Items from a data source:
####################

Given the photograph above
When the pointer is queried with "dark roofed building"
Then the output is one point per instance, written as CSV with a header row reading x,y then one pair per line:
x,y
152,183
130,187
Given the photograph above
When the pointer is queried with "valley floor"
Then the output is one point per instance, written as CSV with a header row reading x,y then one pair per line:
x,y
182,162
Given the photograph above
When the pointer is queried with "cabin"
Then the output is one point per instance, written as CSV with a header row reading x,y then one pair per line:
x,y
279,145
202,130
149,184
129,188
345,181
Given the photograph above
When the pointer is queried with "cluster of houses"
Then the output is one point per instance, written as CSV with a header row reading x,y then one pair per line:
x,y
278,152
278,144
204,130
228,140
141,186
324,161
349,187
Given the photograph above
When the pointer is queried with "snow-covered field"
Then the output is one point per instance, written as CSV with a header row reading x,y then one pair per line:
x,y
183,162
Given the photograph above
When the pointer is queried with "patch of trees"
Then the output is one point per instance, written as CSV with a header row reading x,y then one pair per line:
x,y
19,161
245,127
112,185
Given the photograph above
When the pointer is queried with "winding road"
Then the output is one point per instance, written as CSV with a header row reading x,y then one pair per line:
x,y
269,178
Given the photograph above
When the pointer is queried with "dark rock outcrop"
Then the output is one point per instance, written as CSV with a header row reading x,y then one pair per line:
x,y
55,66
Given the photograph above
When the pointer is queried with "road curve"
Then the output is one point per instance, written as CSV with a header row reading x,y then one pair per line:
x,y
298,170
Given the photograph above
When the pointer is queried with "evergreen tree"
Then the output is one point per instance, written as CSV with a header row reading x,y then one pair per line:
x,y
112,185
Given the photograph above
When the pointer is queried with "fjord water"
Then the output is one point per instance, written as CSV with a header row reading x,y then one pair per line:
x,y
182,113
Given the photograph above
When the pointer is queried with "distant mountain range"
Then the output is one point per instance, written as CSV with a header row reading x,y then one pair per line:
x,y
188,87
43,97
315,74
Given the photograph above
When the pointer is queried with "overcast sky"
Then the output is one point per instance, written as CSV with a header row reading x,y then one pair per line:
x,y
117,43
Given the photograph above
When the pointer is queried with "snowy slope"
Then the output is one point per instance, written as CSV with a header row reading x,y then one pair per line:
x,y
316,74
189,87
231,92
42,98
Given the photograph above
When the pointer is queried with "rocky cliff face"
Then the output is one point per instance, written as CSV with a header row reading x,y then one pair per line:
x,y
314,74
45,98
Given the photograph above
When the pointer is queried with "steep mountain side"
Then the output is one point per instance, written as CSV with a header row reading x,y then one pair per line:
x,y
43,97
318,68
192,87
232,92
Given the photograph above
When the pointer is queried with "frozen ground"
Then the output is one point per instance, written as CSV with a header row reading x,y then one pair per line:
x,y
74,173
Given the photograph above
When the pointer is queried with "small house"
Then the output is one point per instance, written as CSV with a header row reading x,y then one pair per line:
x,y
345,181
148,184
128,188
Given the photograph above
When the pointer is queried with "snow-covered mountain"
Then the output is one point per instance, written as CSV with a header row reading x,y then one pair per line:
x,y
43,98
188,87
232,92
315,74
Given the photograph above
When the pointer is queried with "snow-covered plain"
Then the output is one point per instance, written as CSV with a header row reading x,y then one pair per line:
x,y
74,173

####################

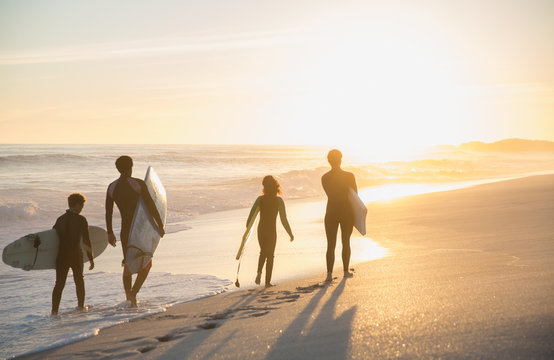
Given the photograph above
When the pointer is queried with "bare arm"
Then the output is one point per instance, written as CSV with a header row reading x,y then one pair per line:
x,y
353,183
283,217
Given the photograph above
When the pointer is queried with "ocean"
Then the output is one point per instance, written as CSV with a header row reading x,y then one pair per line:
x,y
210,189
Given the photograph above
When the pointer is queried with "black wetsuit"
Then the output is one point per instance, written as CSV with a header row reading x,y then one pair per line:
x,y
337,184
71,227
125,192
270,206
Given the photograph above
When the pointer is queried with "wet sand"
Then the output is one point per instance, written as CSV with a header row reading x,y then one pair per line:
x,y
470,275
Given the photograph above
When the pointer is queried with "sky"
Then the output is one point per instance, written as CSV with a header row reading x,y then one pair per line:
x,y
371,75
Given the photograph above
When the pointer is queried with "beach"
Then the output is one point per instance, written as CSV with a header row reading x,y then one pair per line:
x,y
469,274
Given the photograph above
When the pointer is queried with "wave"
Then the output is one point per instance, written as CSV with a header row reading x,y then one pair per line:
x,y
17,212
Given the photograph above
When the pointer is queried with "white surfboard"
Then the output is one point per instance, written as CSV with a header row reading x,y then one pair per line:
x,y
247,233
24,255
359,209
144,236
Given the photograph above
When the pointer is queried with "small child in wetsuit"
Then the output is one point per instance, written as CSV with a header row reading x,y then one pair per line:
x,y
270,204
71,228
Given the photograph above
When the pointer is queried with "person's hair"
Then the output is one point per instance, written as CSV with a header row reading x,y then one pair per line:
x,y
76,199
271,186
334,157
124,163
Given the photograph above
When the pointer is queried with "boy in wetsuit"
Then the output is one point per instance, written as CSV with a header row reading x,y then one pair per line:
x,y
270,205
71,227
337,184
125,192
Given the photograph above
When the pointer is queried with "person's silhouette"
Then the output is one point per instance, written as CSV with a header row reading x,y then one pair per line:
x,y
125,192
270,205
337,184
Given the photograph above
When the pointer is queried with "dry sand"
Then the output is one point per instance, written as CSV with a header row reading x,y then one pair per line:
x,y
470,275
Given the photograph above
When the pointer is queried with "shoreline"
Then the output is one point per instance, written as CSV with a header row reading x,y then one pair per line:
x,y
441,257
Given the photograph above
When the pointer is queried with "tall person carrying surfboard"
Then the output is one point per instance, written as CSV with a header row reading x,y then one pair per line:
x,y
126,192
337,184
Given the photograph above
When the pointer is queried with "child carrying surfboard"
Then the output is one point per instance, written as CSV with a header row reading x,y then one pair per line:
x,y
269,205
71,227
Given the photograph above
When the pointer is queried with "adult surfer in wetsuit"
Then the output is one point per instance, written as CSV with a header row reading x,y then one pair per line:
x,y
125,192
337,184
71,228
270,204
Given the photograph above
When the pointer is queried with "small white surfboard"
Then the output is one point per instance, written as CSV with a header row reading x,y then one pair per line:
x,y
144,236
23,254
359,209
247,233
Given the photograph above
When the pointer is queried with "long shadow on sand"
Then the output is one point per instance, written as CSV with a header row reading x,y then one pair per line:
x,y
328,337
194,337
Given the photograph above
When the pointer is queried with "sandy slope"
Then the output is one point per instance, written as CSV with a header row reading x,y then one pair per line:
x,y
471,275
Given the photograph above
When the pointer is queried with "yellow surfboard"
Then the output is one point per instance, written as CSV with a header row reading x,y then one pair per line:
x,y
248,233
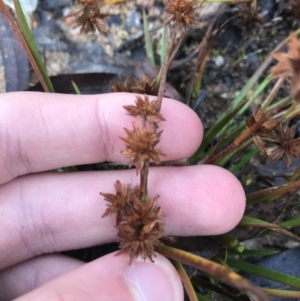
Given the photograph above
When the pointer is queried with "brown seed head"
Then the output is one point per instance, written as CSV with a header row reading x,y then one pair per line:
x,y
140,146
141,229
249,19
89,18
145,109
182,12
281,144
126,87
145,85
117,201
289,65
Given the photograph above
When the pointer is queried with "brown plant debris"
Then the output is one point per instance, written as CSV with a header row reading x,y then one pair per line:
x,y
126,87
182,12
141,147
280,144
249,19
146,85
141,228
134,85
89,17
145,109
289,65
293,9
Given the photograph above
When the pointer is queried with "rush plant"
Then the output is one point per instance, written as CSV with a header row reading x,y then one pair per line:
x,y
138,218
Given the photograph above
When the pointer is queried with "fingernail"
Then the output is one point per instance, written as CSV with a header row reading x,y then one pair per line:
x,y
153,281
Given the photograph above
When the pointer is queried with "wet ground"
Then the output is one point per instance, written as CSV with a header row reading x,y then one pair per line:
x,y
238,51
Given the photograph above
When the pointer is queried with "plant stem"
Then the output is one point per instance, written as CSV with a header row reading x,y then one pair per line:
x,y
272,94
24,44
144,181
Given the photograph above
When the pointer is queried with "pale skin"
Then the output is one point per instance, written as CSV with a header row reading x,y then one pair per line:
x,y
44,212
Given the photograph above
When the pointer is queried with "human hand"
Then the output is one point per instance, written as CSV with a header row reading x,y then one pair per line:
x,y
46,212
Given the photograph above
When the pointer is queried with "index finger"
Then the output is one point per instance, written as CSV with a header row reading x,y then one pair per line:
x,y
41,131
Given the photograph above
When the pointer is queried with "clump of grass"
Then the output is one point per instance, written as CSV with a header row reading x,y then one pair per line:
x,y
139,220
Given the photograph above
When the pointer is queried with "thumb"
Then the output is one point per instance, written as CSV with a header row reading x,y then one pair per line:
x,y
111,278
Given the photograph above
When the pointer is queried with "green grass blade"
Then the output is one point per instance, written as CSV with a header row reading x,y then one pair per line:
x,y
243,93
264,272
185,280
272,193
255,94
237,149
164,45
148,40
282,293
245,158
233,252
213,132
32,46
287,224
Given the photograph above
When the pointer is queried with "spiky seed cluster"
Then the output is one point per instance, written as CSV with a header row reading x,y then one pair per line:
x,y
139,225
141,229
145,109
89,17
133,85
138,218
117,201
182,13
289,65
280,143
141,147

####################

> _TASK INSTRUCTIONS_
Locate every line above that contains the word "person" and copy each one out in full. Matching is case-sensitive.

> _TASK SOLUTION_
When the pointer is queried with "person's hair"
When the pointer is queried with "person's silhouette"
When the pointer is queried with "tall person carrying surfboard"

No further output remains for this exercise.